> **WHAT IS BEING ASKED**
Would you copy all lines in the data that contain the word "toys"?

================

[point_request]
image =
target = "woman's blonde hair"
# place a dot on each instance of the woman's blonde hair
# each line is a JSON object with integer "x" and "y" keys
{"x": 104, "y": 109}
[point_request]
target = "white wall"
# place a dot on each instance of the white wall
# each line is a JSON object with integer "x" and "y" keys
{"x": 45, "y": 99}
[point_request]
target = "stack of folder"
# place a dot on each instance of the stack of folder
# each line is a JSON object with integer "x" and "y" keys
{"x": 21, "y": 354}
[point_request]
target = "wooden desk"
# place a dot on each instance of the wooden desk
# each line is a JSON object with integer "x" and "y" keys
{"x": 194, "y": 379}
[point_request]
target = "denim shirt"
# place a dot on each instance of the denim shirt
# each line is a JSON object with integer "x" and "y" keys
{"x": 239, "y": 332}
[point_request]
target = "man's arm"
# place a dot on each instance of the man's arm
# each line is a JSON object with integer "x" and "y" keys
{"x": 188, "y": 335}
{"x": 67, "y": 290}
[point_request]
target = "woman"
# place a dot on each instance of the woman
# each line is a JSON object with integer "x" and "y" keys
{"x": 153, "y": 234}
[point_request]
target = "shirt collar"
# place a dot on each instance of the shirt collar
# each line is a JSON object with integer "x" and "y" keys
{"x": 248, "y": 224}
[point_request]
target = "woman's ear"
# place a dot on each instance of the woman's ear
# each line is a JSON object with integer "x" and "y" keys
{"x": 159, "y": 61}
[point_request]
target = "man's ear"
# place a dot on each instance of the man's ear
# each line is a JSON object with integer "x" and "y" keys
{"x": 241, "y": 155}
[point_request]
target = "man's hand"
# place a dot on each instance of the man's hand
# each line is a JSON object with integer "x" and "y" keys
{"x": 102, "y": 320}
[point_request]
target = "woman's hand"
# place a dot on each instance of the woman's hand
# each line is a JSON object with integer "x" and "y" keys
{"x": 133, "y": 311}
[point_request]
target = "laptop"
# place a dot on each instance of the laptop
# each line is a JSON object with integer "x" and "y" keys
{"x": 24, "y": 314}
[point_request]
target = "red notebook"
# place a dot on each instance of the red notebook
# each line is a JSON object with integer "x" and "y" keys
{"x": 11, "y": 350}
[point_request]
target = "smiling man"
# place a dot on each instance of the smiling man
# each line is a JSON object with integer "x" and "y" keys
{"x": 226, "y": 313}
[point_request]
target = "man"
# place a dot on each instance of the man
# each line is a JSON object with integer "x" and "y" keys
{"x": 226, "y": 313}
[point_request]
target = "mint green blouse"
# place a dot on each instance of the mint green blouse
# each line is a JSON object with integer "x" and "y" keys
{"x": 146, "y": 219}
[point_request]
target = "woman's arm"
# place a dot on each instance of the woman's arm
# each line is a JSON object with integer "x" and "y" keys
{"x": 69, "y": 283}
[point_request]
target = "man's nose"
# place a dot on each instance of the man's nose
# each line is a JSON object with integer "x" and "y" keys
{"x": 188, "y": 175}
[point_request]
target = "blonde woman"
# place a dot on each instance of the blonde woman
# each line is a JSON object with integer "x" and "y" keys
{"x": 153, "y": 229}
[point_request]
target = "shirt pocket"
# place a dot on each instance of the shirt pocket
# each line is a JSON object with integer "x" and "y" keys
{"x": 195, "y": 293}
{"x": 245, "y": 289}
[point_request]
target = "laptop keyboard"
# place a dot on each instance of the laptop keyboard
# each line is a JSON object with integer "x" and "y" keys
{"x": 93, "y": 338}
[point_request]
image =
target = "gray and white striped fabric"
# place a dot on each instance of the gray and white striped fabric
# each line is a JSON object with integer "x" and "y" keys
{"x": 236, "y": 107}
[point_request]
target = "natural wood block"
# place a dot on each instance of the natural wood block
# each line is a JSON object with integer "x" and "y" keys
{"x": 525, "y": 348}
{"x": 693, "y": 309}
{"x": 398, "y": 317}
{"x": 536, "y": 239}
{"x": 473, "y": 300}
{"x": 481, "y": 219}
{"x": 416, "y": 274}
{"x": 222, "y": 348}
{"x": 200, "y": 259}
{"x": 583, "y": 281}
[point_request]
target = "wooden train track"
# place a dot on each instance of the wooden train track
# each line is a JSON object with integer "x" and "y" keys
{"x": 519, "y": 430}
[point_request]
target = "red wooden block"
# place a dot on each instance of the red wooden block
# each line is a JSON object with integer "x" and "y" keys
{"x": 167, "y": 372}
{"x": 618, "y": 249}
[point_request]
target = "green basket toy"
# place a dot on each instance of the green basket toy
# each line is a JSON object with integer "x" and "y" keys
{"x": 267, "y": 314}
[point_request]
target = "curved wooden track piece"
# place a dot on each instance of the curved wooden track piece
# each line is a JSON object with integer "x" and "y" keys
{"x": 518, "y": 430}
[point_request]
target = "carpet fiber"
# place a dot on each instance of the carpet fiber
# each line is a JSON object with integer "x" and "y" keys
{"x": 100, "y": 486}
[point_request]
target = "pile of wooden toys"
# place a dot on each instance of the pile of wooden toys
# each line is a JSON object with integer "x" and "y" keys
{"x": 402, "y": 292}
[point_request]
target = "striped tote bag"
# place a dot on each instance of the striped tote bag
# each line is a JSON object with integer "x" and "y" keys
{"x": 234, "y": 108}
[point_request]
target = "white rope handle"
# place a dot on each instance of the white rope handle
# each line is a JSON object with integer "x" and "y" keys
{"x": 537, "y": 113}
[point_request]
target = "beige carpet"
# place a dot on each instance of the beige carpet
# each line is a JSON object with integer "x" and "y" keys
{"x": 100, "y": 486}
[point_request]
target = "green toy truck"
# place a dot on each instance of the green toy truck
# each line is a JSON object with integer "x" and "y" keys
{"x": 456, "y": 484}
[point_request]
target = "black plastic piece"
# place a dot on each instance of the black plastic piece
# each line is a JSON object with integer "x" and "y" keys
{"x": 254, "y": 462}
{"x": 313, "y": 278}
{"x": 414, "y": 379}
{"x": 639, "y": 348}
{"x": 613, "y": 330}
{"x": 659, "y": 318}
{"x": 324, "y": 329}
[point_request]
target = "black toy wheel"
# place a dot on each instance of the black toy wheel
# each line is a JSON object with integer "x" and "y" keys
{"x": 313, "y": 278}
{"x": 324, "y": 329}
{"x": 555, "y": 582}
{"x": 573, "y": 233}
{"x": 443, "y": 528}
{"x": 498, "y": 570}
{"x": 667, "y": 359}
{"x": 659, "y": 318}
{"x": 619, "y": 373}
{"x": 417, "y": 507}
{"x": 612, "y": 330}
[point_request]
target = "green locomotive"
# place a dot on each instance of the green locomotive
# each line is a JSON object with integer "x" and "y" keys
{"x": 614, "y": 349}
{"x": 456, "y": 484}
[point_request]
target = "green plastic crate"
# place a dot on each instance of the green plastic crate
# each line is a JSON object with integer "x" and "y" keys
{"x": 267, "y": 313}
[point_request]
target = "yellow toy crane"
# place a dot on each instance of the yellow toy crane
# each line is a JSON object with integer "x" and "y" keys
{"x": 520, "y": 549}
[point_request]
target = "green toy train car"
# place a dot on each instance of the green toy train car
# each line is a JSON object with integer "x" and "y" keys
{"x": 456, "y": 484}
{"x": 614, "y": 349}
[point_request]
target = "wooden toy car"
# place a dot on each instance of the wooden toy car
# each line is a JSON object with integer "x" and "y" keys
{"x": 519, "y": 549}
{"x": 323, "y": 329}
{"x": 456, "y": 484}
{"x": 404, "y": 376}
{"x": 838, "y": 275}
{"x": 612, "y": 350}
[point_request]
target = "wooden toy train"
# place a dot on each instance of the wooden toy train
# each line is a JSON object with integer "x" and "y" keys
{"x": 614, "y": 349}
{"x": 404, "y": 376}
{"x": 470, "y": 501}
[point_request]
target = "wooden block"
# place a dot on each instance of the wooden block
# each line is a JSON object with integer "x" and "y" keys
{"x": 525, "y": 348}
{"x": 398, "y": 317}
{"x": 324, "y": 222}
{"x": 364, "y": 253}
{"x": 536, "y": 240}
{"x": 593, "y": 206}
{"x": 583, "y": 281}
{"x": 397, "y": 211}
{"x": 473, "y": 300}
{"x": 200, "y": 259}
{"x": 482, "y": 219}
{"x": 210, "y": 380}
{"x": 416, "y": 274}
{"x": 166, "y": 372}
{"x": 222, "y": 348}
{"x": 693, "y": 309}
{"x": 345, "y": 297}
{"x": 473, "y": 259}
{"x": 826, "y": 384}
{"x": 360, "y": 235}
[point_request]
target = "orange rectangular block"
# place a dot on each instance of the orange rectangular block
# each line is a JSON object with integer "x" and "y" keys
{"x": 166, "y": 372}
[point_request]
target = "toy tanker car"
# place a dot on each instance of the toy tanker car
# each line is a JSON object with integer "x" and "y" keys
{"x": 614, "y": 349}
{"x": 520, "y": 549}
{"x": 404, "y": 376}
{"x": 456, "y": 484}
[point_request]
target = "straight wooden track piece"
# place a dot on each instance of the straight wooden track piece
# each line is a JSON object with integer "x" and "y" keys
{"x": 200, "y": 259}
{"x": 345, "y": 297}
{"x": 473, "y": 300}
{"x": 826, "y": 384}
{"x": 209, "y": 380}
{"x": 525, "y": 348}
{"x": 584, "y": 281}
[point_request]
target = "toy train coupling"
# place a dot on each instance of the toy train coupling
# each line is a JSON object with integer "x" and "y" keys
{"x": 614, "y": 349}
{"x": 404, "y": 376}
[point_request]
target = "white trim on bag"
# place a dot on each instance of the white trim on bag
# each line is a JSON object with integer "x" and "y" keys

================

> **YOUR RESPONSE**
target = "pile of wooden toys"
# place a dot on each instance of the pile of wooden toys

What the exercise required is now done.